» **TASK OBJECTIVE**: From the article below on NYU Law's 2020 virtual graduation ceremony, list every type of degree or certificate whose recipients the ceremony honored.

» **PASSAGE SHOWN**:

((

NYU Law celebrated its 2020 graduates with a virtual ceremony on Thursday, May 21, honoring the achievements of more than 1,000 JD, LLM, JSD, MSL, MS, and Advanced Certificate recipients. Anthony Foxx ’96, chief policy officer of Lyft and former US Secretary of Transportation, was the keynote speaker, while Eremipagamo Amabebe ’20 and Sakeena Moeen LLM ’20 addressed their classmates. The event also featured remarks and congratulations from other members and friends of the law school community, including former Secretary of State Hillary Clinton; Justice Ruth Bader Ginsburg; and US Representatives Diana DeGette ’82, Hakeem Jeffries ’97, and Scott Peters ’84.
The streamed event followed a spring semester like no other, as the Law School responded to the advent of COVID-19 by executing a rapid shift to distance learning. As he noted the wide range of the class’s accomplishments, Dean Trevor Morrison praised the graduates for their perseverance in the face of crisis.
“Resilience is a key to success in law school and in the law more generally, but you have been called upon to exhibit resilience sooner and differently than any of us ever expected, and you have risen to the challenge,” he said.
Other speakers also reflected on the pandemic and the role that NYU Law graduates will play in the response to and recovery from the crisis. “Expect the unexpected,” Foxx told the graduates, while also advising them to renew their connections to family and friends and to continue learning in preparation for challenges ahead.
“My final bit of advice to you is to never, ever, ever give up on the public service mission that so many of you came to law school to work towards,” he said. “…In this time of challenge and tragedy and seeming overwhelming odds, we have a responsibility as lawyers to use our training to use what we know to help solve problems.”
David Tanner ’84, chair of the Law School’s Board of Trustees, echoed Foxx’s call. “I can say with certainty that in this time of national crisis we need your leadership more than ever,” Tanner said. “Our country and our world need you to follow in the path of your fellow law school alumni who have gone on to take leadership roles in private practice or in business, as judges, prosecutors, or in government positions, or in public service, in elected office, or at nonprofits. As NYU Law graduates, you have the skills required to lead our society, even as the demands of leadership are evolving quickly.”
Moeen noted that her LLM class has had a unique experience as a result of the COVID-19 pandemic. Along with uncertainty, disruptions, and other stresses, she said, the outbreak also “brought with it allegiance and congregation. It tested us lawyers and forced us to rely on our primal skills…our diverse upbringings, our cultural differences. And we were all forced to be stripped down to our most authentic selves."
“This crisis taught us a lot,” she said. “And that is what the LLM year is really meant to be about. And I know that I would not have wanted to learn this lesson anywhere other than at the New York University School of Law.”
In her remarks, Amabebe recalled hearing Kenji Yoshino, Chief Justice Earl Warren Professor of Constitutional Law, speak about identity and the power of the authentic self at her JD class’s orientation in August 2017. “I can't imagine there's a member of this class who would say they are the same person today that they were when they arrived in Greenwich Village three years ago,” Amabebe said. “But I hope and I believe that we have all changed for the better. That we are tougher, and wiser, that our wells of courage are deeper, our convictions stronger, our commitments both more nuanced and more steadfast than when we arrived.”
“I hope that as we move forward through the current challenge, and all the challenges yet to come, that we will all carry on the commitment we learned at orientation to being our authentic selves, since this is in itself a service to our communities—perhaps even the greatest service, since it empowers others to do the same,” she said.
Posted May 19, 2020. Updated May 22, 2020.

))

» **SUPPLIED ENTRIES**:

((

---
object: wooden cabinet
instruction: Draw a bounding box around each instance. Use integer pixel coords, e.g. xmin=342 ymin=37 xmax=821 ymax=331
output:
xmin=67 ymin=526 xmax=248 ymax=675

))

» **YOUR RESPONSE**: JD, LLM, JSD, MSL, MS, Advanced Certificate